« Pèlerins d’Espérance… »

Le pape François a voulu faire de cette année 2025, une Année Sainte, celle de l’Espérance, en nous invitant à la ranimer, en nous et autour de nous. Mais dans le climat de défiance et de conflits que connait notre société – où tout semble se gripper – l’Espérance a-t-elle encore réellement sa place ? Ou n’est-elle qu’un rêve inaccessible ?
Il est pertinent de noter que la langue française, contrairement à bien d’autres, possède deux mots différents pour signifier l’espoir et l’espérance.
L’espoir est au cœur de la condition humaine. Il est ce sentiment teinté d’optimisme qui nous pousse à attendre, parfois avec une certaine fébrilité, que se concrétise, plus ou moins vite, un projet qui nous est cher. Il est ce désir qui habite chacun d’entre nous d’un avenir meilleur, de « lendemains qui chantent ». Tout semble possible si l’on a confiance dans les ressources inépuisables, et de l’homme, et de la vie. Toutefois, l’espoir demeure incertain, il ne dure pas, il peut être déçu et mener à des impasses…Nous avons tous connu de ce fait des échecs, ou des renoncements. Tout comme nous avons certainement expérimenté cette joie d’un espoir qui se réalise enfin… Mais cette joie, certes bien réelle, n’a qu’un temps et s’avère très fragile. Difficile pour elle de résister aux épreuves qui jalonnent immanquablement notre route.

_Entrées extraites_
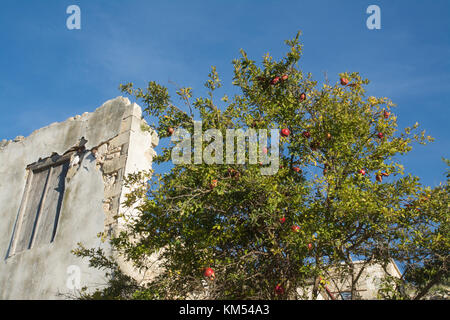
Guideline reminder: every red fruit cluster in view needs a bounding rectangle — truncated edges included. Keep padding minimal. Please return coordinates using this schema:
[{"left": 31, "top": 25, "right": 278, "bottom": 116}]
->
[
  {"left": 292, "top": 167, "right": 302, "bottom": 172},
  {"left": 203, "top": 268, "right": 216, "bottom": 280},
  {"left": 209, "top": 179, "right": 217, "bottom": 190},
  {"left": 341, "top": 78, "right": 348, "bottom": 86},
  {"left": 270, "top": 77, "right": 280, "bottom": 85},
  {"left": 275, "top": 284, "right": 284, "bottom": 295}
]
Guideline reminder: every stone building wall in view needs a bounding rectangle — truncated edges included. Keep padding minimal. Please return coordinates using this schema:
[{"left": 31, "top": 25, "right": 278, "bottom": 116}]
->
[{"left": 0, "top": 97, "right": 158, "bottom": 299}]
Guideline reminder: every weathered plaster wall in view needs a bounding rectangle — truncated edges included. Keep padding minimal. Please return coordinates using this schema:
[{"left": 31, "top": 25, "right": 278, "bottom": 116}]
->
[{"left": 0, "top": 97, "right": 158, "bottom": 299}]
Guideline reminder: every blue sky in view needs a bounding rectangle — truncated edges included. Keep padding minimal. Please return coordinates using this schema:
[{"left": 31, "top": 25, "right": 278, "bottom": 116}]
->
[{"left": 0, "top": 0, "right": 450, "bottom": 186}]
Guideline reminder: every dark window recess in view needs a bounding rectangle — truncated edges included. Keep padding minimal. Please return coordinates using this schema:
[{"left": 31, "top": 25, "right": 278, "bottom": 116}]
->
[
  {"left": 10, "top": 155, "right": 70, "bottom": 254},
  {"left": 341, "top": 291, "right": 352, "bottom": 300}
]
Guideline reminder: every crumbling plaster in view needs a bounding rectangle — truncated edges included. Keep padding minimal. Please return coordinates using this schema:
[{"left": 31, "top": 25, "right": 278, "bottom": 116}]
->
[{"left": 0, "top": 97, "right": 158, "bottom": 299}]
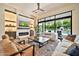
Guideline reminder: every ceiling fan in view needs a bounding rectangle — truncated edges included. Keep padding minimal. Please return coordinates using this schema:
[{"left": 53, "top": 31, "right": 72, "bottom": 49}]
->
[{"left": 33, "top": 3, "right": 45, "bottom": 13}]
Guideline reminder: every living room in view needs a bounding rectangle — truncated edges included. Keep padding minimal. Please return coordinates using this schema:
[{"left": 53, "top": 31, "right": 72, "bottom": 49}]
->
[{"left": 0, "top": 3, "right": 79, "bottom": 56}]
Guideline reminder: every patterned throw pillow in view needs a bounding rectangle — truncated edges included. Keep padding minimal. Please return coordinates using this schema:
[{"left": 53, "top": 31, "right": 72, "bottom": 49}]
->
[{"left": 65, "top": 35, "right": 76, "bottom": 42}]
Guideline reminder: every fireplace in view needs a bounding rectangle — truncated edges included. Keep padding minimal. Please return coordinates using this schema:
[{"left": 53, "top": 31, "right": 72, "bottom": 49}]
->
[{"left": 19, "top": 32, "right": 29, "bottom": 36}]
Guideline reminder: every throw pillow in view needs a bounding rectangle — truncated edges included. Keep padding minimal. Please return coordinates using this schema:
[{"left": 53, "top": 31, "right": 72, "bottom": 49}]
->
[{"left": 65, "top": 35, "right": 76, "bottom": 42}]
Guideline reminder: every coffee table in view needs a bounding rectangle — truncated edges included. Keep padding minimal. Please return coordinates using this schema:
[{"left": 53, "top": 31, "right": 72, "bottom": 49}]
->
[{"left": 33, "top": 37, "right": 50, "bottom": 48}]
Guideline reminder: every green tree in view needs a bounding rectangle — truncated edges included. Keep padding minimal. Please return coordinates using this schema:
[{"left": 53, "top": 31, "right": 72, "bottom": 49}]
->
[
  {"left": 63, "top": 20, "right": 71, "bottom": 28},
  {"left": 56, "top": 21, "right": 62, "bottom": 28}
]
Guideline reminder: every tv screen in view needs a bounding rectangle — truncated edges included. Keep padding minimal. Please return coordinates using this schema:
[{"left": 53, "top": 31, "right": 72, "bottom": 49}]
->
[{"left": 19, "top": 21, "right": 28, "bottom": 27}]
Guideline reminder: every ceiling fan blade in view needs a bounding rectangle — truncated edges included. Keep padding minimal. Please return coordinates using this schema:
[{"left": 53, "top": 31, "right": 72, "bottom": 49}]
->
[{"left": 39, "top": 9, "right": 45, "bottom": 11}]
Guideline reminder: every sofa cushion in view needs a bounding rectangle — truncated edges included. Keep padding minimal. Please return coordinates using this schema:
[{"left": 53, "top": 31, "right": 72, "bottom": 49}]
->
[
  {"left": 65, "top": 44, "right": 79, "bottom": 56},
  {"left": 65, "top": 35, "right": 76, "bottom": 42}
]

_Objectif 1_
Recopiez fidèlement le passage de l'extrait qui va de « Le pape François » jusqu'à « rêve inaccessible ? ».
_Objectif 2_
Selon l'extrait, pourquoi la joie d'un espoir qui se réalise enfin est-elle jugée très fragile ? Répondez en une à trois phrases.

_Réponse complète 1_
Le pape François a voulu faire de cette année 2025, une Année Sainte, celle de l’Espérance, en nous invitant à la ranimer, en nous et autour de nous. Mais dans le climat de défiance et de conflits que connait notre société – où tout semble se gripper – l’Espérance a-t-elle encore réellement sa place ? Ou n’est-elle qu’un rêve inaccessible ?

_Réponse complète 2_
Bien que réelle, cette joie n'a qu'un temps. Elle peine aussi à résister aux épreuves qui jalonnent immanquablement notre route.